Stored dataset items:
* * * * * * *

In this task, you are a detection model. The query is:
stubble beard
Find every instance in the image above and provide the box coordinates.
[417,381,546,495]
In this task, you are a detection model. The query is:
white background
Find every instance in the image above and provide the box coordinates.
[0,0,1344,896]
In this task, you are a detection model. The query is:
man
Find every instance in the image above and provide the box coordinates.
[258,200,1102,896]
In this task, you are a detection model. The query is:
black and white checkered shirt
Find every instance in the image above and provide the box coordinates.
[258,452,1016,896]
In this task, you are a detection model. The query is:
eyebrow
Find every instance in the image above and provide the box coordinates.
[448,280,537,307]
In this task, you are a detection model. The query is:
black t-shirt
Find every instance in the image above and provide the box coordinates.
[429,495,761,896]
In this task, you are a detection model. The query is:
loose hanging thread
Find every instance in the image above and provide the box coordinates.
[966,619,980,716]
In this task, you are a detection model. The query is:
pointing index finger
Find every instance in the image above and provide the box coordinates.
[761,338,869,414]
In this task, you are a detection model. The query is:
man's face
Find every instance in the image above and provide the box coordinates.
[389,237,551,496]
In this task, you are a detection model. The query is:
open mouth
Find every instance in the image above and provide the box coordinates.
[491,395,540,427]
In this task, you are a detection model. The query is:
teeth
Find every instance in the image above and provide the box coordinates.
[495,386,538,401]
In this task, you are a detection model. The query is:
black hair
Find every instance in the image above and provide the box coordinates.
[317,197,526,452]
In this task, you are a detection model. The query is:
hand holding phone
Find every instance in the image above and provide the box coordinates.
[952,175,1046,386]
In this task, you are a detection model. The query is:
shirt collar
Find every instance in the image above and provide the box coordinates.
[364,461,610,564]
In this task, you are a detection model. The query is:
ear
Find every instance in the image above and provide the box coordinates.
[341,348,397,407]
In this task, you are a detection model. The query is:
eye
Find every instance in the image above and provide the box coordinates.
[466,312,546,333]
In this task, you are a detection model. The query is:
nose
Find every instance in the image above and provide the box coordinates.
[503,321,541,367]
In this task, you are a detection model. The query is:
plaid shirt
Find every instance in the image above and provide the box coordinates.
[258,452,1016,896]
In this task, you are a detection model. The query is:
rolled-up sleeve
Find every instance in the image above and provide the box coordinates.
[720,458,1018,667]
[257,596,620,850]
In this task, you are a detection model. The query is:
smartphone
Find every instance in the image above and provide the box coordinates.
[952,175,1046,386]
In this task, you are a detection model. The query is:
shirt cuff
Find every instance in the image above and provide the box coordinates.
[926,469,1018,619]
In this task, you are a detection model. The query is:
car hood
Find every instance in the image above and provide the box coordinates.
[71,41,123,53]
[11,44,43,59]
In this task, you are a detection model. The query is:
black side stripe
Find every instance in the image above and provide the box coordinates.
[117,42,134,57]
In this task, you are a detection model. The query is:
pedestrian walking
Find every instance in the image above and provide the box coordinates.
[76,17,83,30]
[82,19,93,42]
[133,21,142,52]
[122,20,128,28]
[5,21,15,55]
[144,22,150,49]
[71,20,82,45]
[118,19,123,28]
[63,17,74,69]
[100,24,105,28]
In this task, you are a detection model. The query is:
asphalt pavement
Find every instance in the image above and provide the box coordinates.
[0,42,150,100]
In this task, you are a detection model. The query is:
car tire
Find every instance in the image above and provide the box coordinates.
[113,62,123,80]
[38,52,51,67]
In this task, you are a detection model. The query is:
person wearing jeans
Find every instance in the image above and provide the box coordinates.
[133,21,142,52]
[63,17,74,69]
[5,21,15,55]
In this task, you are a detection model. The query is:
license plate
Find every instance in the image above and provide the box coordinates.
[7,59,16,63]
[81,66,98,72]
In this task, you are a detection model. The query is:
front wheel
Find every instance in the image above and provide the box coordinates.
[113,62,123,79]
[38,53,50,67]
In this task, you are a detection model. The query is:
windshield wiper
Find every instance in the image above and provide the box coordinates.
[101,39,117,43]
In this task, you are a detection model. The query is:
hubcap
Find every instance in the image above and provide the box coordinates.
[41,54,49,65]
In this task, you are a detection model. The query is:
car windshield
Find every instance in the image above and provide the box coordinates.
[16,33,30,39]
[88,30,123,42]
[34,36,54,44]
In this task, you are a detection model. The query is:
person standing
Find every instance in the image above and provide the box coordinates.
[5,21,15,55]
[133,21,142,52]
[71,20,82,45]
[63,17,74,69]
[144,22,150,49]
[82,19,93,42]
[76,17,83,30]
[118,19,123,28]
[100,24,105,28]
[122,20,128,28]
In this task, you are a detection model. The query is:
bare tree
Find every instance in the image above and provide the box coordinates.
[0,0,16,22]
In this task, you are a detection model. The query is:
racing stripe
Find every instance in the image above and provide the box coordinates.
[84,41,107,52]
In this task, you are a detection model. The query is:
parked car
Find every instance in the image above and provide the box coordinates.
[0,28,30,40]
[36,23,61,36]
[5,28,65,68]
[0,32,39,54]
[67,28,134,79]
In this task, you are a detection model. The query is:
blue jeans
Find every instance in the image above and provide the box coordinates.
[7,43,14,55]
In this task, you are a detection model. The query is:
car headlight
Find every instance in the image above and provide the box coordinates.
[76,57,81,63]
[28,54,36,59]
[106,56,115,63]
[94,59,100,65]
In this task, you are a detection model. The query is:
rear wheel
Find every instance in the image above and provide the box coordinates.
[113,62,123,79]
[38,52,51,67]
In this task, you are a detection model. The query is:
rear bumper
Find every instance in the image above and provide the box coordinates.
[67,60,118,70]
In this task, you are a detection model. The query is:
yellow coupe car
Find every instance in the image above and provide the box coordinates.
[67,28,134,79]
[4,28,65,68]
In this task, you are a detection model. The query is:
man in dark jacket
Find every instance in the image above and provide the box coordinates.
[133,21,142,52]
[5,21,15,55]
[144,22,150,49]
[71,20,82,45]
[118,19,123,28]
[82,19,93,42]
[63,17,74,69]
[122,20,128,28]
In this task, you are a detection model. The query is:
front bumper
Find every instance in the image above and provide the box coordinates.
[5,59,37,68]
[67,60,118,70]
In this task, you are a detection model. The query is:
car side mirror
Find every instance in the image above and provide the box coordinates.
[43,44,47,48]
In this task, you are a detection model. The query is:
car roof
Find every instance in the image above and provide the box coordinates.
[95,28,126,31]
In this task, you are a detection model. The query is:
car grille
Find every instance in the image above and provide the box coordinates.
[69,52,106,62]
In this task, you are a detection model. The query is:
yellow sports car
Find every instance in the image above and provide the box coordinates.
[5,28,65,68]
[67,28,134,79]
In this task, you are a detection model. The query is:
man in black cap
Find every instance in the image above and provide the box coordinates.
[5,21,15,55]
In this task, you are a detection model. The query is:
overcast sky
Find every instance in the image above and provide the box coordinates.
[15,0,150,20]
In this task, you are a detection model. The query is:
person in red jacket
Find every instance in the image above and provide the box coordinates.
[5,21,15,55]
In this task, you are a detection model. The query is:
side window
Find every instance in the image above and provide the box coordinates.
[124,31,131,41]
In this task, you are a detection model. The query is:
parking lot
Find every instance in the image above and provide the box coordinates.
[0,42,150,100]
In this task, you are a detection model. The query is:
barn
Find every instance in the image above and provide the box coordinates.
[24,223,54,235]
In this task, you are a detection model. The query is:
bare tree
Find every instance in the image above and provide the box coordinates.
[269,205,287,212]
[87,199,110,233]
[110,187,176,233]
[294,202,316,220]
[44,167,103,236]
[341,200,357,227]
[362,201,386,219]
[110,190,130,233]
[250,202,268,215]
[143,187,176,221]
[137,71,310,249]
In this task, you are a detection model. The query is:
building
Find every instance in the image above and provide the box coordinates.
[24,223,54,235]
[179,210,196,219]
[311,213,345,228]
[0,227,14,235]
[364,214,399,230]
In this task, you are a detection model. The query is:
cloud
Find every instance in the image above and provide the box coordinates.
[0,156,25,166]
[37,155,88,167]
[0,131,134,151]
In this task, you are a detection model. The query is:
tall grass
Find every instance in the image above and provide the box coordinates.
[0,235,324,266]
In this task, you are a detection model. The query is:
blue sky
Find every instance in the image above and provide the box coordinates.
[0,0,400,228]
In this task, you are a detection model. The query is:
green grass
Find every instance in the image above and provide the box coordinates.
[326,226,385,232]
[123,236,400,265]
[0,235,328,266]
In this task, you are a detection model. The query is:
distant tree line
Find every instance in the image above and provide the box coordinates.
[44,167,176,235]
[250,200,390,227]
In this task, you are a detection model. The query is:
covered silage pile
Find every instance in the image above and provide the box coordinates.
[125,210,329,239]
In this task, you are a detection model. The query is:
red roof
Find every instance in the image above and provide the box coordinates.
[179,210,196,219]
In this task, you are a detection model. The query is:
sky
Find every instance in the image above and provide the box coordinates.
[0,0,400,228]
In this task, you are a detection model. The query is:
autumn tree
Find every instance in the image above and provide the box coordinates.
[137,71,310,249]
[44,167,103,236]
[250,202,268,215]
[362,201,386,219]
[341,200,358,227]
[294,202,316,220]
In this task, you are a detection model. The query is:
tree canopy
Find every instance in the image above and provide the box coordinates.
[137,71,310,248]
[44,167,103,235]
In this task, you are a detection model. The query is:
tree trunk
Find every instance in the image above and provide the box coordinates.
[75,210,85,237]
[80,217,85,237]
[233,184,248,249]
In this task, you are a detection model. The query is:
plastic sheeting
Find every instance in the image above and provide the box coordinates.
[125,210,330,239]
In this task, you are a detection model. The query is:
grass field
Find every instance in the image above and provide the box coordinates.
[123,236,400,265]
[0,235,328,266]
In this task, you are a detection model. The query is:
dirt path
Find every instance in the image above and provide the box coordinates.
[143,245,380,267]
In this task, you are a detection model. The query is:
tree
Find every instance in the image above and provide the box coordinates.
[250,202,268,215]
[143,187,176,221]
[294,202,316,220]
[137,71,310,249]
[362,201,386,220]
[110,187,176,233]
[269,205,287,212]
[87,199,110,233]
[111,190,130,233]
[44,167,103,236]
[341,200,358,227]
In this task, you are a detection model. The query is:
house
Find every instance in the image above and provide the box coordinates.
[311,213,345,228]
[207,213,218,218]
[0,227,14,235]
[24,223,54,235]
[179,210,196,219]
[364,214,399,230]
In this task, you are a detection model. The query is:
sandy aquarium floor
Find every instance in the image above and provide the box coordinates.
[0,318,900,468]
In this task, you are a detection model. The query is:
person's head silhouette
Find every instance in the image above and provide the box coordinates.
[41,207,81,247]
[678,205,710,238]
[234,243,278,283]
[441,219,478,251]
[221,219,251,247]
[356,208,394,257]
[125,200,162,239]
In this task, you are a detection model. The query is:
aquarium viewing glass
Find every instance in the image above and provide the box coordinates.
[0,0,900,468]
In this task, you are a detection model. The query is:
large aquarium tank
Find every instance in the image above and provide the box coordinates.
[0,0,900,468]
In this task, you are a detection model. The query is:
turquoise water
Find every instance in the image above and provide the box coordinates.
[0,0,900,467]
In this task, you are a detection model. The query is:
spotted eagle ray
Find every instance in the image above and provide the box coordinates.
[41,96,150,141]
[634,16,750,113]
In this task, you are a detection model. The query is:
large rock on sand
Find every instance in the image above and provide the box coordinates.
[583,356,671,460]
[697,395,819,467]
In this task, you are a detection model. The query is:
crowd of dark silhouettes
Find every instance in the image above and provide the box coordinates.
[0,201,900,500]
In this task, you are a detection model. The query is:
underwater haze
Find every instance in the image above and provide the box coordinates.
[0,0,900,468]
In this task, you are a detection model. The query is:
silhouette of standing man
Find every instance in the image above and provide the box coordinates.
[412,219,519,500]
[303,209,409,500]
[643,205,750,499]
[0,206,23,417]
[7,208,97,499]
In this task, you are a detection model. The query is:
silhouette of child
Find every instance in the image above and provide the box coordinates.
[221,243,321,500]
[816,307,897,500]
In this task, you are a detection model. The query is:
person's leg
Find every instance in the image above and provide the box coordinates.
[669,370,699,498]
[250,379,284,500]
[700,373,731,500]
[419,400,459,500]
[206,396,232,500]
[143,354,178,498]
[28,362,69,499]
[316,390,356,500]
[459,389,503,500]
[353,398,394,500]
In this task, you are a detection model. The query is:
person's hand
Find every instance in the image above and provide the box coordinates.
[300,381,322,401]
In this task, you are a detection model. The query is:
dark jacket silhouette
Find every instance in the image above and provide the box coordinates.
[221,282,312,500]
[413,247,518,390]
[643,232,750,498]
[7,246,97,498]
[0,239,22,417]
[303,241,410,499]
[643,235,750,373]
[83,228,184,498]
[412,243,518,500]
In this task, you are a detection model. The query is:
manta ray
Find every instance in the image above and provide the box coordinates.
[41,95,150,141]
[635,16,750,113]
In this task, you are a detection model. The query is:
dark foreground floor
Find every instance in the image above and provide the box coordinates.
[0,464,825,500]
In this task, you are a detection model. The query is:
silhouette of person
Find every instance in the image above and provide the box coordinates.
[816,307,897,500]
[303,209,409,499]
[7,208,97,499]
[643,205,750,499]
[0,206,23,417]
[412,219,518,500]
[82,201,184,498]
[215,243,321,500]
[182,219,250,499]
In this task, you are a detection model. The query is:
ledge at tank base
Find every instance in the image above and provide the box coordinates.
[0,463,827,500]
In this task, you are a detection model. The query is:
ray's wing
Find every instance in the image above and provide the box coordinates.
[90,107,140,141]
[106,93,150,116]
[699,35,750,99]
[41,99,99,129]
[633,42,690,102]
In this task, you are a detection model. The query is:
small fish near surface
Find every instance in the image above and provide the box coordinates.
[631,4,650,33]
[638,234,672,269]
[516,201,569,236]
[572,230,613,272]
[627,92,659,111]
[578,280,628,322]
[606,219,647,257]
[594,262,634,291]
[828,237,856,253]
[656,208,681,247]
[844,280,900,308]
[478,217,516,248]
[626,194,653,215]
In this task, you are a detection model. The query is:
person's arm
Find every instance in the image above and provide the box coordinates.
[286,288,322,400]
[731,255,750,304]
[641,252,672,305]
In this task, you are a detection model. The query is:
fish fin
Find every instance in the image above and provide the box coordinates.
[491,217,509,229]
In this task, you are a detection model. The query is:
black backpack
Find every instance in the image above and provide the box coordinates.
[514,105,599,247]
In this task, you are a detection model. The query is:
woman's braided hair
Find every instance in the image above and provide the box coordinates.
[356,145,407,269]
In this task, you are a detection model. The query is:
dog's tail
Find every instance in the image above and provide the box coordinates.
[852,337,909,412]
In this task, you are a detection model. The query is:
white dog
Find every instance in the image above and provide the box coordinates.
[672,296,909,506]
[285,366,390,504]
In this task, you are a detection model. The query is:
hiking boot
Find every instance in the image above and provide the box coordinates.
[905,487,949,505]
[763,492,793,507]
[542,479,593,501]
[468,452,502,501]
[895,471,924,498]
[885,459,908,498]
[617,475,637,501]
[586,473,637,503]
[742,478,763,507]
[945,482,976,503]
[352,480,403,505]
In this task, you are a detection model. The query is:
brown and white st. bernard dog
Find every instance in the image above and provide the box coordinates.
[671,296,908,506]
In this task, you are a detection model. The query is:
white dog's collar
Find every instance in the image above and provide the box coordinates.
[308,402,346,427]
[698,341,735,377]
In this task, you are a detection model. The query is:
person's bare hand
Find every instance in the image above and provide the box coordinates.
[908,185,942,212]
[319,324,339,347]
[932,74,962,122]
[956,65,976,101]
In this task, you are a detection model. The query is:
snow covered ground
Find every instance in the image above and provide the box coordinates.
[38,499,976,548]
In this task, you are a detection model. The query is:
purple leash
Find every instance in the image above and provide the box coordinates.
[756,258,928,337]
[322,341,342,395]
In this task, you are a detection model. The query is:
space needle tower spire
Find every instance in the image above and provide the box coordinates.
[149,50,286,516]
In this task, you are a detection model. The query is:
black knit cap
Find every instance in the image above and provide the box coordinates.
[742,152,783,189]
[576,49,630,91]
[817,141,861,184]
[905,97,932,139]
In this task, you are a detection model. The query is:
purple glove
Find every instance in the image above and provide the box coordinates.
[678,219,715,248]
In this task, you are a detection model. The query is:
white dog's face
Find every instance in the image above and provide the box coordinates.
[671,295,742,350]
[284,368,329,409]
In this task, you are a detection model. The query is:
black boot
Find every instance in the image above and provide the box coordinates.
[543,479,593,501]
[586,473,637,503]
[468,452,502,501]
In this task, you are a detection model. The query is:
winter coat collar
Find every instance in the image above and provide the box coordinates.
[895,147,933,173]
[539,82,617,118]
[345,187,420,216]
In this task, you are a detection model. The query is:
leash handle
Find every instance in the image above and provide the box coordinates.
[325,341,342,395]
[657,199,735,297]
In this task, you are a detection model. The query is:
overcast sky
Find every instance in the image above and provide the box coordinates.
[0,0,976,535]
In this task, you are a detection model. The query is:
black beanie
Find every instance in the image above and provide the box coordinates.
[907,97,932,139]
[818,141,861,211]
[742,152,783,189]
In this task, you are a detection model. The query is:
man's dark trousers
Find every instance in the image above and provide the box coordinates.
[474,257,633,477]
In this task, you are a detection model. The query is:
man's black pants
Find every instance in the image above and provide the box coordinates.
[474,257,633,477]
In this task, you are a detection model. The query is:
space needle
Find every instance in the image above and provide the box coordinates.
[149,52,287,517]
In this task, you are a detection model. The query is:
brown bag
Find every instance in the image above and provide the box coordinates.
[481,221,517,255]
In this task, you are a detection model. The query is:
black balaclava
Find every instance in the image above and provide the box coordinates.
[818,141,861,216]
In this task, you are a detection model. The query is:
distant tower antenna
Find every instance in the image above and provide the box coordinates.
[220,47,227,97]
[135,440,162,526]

* * * * * * *

Which lines of the records contain the string "jacket"? Filter them out and copy each one in full, treating the match as case-sensitive.

- _Response below_
man in dark jacket
person in red jacket
dark jacket silhouette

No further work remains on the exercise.